◆ **Task instructions**
Print the listing below again, exactly. Skip the pictures.

- - -

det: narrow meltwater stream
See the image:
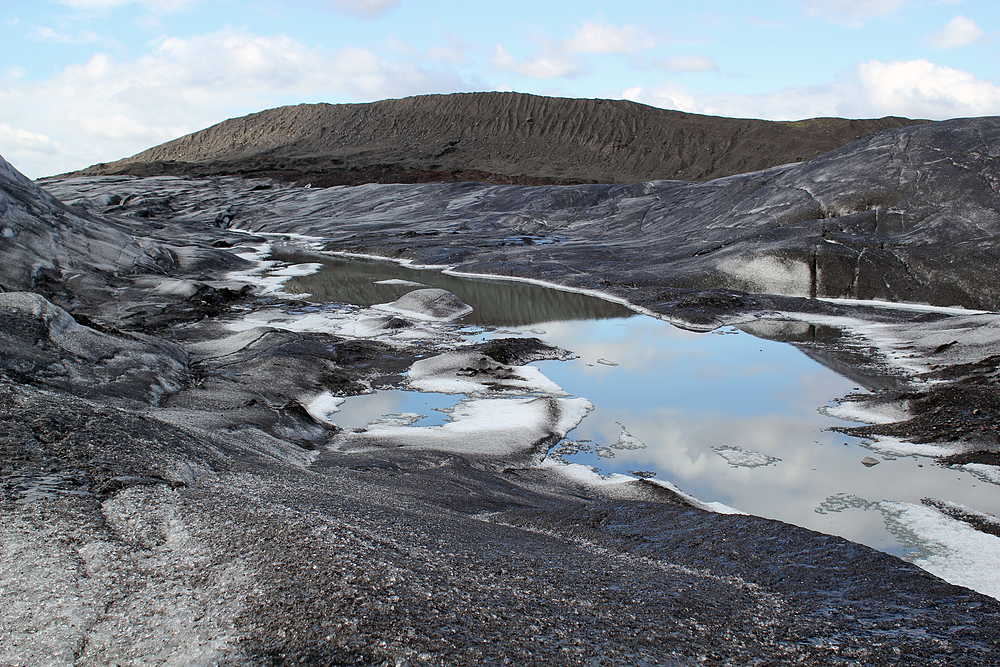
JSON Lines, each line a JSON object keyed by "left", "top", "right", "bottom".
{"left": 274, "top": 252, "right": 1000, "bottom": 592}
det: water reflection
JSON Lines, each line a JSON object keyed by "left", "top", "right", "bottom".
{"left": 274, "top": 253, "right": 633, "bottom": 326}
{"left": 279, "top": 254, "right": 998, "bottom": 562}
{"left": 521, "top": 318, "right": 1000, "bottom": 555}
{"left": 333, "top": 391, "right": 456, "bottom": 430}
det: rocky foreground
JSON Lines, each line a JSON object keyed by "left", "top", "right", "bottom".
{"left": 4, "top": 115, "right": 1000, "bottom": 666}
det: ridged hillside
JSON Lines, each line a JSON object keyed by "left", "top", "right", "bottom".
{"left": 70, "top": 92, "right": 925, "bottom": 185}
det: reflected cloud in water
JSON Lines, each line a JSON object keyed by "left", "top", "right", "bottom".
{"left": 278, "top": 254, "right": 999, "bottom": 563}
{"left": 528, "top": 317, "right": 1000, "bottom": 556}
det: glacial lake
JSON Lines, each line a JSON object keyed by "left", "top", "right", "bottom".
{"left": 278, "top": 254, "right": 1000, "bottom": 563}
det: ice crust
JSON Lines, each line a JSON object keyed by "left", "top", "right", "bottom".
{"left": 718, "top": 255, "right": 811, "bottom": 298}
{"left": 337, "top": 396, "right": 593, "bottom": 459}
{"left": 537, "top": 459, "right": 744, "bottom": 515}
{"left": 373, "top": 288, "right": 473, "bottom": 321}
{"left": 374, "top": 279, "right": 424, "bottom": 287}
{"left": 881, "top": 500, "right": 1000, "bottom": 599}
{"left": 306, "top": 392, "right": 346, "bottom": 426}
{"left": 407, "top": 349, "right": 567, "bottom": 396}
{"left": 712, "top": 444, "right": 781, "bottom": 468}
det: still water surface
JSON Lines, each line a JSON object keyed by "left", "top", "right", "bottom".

- - -

◆ **Solution**
det: narrow meltwater stream
See the image:
JSON Lines, each line a JSON object keyed by "left", "top", "right", "bottom".
{"left": 274, "top": 252, "right": 1000, "bottom": 592}
det: water reflection
JSON Lines, each line a JSON object keyed by "left", "top", "right", "bottom".
{"left": 274, "top": 253, "right": 633, "bottom": 326}
{"left": 279, "top": 254, "right": 998, "bottom": 562}
{"left": 521, "top": 318, "right": 1000, "bottom": 555}
{"left": 333, "top": 391, "right": 456, "bottom": 430}
det: rocky foreground
JSON Lines, each line a JSON object keyed by "left", "top", "right", "bottom".
{"left": 4, "top": 115, "right": 1000, "bottom": 666}
det: ridged hillside
JSON Lines, each line a JSON object keyed by "left", "top", "right", "bottom".
{"left": 70, "top": 92, "right": 925, "bottom": 185}
det: reflected cloud in water
JSON Lines, each line a JSON object keyed by "left", "top", "right", "bottom".
{"left": 278, "top": 254, "right": 999, "bottom": 563}
{"left": 528, "top": 317, "right": 1000, "bottom": 556}
det: glacial lake
JSON Lines, each line a JSON object keyed by "left", "top", "right", "bottom".
{"left": 278, "top": 254, "right": 1000, "bottom": 563}
det: ice crust
JSON Lines, each line a JSON object keyed by "left", "top", "right", "bottom".
{"left": 718, "top": 255, "right": 811, "bottom": 298}
{"left": 337, "top": 396, "right": 593, "bottom": 459}
{"left": 537, "top": 459, "right": 744, "bottom": 515}
{"left": 373, "top": 288, "right": 473, "bottom": 321}
{"left": 374, "top": 279, "right": 424, "bottom": 287}
{"left": 881, "top": 500, "right": 1000, "bottom": 599}
{"left": 306, "top": 392, "right": 346, "bottom": 426}
{"left": 407, "top": 349, "right": 567, "bottom": 396}
{"left": 712, "top": 444, "right": 781, "bottom": 468}
det: still water surface
JSON Lines, each line a JSON object keyed by "left", "top", "right", "bottom".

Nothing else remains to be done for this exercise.